# Da svolgere
Secondo il brano sulle pietre-calendario in Sicilia, in quale località è stato segnalato il terzo monolito forato?

# Brano proposto
══════════════════════════════

La pietra-calendario di Castellammare del Golfo (Trapani) – Ph. Ansa

Fra conferme e nuove segnalazioni, in Sicilia va rivelandosi l’esistenza di una rete di pietre-calendario databili ad oltre 5000 anni fa, legate a fenomeni astronomici ed usate per regolare le attività agrarie e religiose dell’uomo

di Redazione FdS

Risale ad appena lo scorso dicembre 2016 la notizia del ritrovamento nei dintorni di Gela (Agrigento), in contrada Cozzo Olivo, a breve distanza dalle necropoli protostoriche di Grotticelle, Ponte Olivo e Disueri, di un monolito naturale alto oltre 7 metri e forato artificialmente dagli uomini dell’età del bronzo intorno al IV millennio a.C. Un manufatto allineato col sorgere del sole al solstizio d’inverno per contrassegnare l’inizio della stagione fredda e del progressivo incremento della luce del giorno. Ma la Sicilia continua a riservare sorprese come dimostra un nuovo ritrovamento avvenuto di recente nel trapanese, per l’esattezza nel territorio di Castellammare del Golfo: si tratta di una pietra di grande suggestione che sembra evocare la forma di un cavallo (v. foto in alto), sospesa in sorprendente equilibrio su altre rocce affioranti dal terreno e anch’essa allineata con il fenomeno solstiziale. Parallelamente a questa nuova scoperta l’attenzione degli studiosi è stata attratta da un terzo monolito forato, segnalato stavolta a Monte Petrulla, nel territorio di Licata (Agrigento).

══════════════════════════════

# Dati forniti

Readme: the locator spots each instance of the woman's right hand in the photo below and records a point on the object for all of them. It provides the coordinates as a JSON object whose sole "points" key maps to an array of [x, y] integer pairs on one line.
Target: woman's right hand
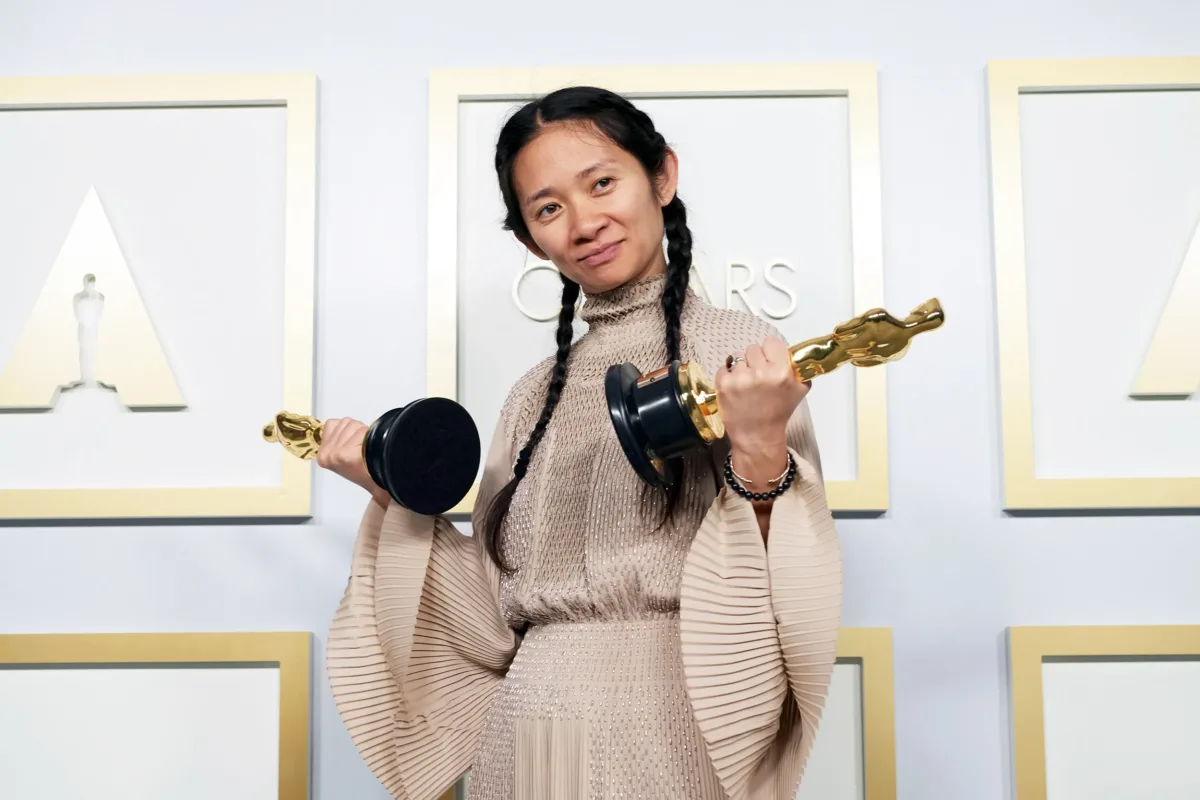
{"points": [[341, 452]]}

══════════════════════════════

# Risposta completa
Il terzo monolito forato è stato segnalato a Monte Petrulla, nel territorio di Licata (Agrigento).